# [PROBLEM TO SOLVE]
Find each line in the entries that holds the word "forearm", and copy every one of those lines.

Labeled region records
<<<<
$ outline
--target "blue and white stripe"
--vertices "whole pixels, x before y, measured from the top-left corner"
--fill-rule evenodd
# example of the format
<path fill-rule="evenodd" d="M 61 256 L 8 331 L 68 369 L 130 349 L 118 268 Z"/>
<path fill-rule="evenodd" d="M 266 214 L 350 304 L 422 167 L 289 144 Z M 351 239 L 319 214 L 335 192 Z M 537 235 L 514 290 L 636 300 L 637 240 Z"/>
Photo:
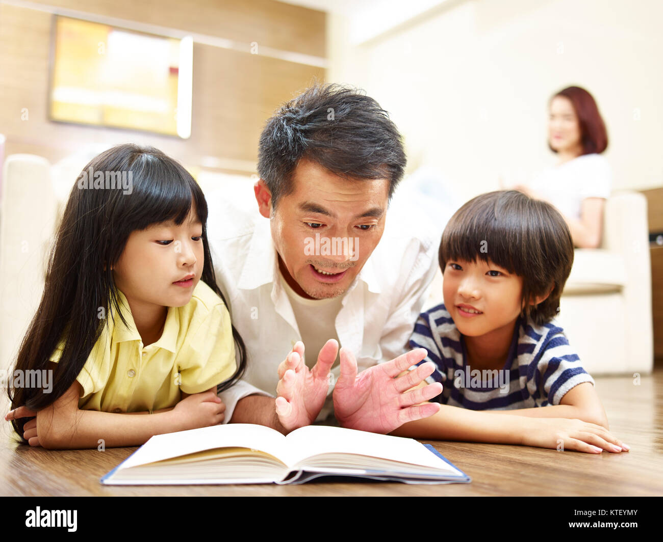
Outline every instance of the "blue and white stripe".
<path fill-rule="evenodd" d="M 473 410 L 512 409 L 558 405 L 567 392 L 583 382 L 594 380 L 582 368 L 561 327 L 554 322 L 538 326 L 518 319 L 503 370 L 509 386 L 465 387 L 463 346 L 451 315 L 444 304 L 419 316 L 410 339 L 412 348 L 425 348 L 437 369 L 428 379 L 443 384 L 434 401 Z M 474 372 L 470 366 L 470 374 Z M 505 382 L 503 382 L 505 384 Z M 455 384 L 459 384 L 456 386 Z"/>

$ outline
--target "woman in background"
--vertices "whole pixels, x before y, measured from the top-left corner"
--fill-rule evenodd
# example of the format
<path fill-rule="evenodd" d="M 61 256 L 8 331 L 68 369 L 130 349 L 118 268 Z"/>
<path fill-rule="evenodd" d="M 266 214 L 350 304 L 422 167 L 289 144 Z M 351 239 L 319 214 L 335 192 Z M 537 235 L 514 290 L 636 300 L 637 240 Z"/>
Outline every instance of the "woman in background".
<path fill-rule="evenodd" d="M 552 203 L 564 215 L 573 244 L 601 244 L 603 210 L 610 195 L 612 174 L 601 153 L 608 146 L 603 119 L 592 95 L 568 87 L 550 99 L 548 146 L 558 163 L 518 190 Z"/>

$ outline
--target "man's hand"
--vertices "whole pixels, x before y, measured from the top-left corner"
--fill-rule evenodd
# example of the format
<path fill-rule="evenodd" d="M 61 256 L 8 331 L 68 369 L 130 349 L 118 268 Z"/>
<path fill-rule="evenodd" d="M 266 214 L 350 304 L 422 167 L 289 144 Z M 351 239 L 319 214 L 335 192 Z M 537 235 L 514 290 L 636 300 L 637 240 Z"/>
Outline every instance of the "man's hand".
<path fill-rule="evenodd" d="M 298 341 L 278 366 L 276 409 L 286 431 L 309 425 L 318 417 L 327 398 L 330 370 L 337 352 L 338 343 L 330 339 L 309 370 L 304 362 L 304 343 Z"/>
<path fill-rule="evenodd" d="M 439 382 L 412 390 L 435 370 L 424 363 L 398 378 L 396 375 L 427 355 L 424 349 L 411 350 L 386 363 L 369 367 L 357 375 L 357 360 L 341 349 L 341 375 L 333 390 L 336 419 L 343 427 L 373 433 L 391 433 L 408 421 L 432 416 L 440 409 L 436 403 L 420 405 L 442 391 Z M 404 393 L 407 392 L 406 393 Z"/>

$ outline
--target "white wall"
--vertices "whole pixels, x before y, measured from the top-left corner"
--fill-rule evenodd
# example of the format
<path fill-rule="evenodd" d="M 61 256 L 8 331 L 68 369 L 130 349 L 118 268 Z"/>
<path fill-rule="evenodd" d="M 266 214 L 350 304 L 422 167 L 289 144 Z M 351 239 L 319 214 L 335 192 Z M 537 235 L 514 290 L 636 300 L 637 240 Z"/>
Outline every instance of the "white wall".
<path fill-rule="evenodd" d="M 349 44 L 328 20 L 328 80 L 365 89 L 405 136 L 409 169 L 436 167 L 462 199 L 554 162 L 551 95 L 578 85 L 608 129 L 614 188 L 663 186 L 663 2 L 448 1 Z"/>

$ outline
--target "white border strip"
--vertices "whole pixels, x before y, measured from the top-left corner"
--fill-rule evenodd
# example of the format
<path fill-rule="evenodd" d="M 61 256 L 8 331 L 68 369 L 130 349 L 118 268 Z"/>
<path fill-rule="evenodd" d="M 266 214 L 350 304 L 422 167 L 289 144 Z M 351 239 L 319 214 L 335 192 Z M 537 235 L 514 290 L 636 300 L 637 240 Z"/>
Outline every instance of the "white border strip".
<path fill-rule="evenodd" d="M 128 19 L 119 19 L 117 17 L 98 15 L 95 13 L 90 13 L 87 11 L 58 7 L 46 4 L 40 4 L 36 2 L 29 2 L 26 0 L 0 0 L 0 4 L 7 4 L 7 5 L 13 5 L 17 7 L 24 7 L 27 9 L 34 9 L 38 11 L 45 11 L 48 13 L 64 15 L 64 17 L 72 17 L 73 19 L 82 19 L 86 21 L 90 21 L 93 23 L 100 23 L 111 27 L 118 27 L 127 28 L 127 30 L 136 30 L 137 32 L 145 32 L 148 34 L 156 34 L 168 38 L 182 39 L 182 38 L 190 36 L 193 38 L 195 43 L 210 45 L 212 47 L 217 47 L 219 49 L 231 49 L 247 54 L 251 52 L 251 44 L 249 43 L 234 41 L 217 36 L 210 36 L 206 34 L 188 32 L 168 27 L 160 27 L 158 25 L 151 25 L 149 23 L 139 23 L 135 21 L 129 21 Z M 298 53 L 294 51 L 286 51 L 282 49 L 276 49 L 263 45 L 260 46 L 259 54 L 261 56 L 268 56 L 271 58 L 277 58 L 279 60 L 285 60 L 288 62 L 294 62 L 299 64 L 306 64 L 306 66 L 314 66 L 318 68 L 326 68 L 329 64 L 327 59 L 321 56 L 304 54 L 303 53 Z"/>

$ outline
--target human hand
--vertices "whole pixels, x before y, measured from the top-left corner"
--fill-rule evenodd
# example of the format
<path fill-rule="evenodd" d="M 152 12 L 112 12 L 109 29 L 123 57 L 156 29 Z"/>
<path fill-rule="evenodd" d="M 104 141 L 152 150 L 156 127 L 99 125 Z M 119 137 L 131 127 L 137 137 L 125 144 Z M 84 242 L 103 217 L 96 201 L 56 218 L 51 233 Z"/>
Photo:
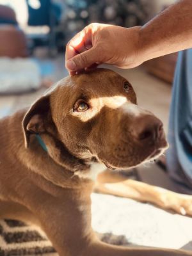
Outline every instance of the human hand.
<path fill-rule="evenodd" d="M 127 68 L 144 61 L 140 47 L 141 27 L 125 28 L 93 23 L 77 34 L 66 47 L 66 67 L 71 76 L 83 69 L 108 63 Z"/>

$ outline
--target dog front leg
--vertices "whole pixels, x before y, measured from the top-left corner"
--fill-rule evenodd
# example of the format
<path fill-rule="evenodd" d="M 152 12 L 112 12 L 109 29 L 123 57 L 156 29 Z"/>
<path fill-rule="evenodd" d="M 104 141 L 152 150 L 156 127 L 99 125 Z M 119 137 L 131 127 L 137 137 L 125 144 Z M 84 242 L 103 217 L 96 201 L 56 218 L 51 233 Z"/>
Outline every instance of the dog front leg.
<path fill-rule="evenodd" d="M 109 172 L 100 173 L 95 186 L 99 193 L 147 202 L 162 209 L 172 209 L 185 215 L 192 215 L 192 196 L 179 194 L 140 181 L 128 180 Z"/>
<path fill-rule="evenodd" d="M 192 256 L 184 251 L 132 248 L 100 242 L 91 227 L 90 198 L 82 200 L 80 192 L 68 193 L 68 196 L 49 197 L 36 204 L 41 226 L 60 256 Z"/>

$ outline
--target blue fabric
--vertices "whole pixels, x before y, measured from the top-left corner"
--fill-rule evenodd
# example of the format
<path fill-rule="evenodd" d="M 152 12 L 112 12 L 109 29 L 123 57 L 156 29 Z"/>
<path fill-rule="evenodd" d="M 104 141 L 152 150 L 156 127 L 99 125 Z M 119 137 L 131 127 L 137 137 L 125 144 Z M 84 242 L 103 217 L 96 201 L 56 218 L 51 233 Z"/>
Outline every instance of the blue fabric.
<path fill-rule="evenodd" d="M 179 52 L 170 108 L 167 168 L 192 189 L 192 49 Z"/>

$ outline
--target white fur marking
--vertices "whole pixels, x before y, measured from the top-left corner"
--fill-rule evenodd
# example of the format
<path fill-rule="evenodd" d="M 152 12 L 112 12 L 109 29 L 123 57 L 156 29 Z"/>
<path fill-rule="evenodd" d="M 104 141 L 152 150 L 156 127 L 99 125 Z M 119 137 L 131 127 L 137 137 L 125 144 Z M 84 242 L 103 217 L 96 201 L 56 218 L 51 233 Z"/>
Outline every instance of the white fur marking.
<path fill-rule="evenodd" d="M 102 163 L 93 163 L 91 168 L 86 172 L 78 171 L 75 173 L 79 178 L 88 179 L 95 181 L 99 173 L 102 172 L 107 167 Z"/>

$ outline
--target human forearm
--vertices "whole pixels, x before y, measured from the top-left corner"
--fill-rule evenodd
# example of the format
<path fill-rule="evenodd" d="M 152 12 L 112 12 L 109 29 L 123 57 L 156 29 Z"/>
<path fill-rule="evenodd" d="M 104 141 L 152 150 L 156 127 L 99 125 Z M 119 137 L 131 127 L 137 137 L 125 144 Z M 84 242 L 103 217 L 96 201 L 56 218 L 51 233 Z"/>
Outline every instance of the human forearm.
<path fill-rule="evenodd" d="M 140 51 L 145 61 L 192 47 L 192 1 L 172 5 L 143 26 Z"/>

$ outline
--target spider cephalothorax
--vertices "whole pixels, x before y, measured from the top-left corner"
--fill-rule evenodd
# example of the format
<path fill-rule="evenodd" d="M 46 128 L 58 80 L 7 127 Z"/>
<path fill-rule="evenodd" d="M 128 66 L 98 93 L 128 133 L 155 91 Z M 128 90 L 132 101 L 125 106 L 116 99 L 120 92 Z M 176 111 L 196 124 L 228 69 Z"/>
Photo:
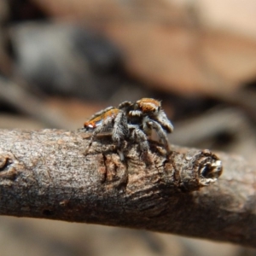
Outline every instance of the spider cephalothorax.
>>>>
# [CORRECT ANSWER]
--target human forearm
Outline every instance of the human forearm.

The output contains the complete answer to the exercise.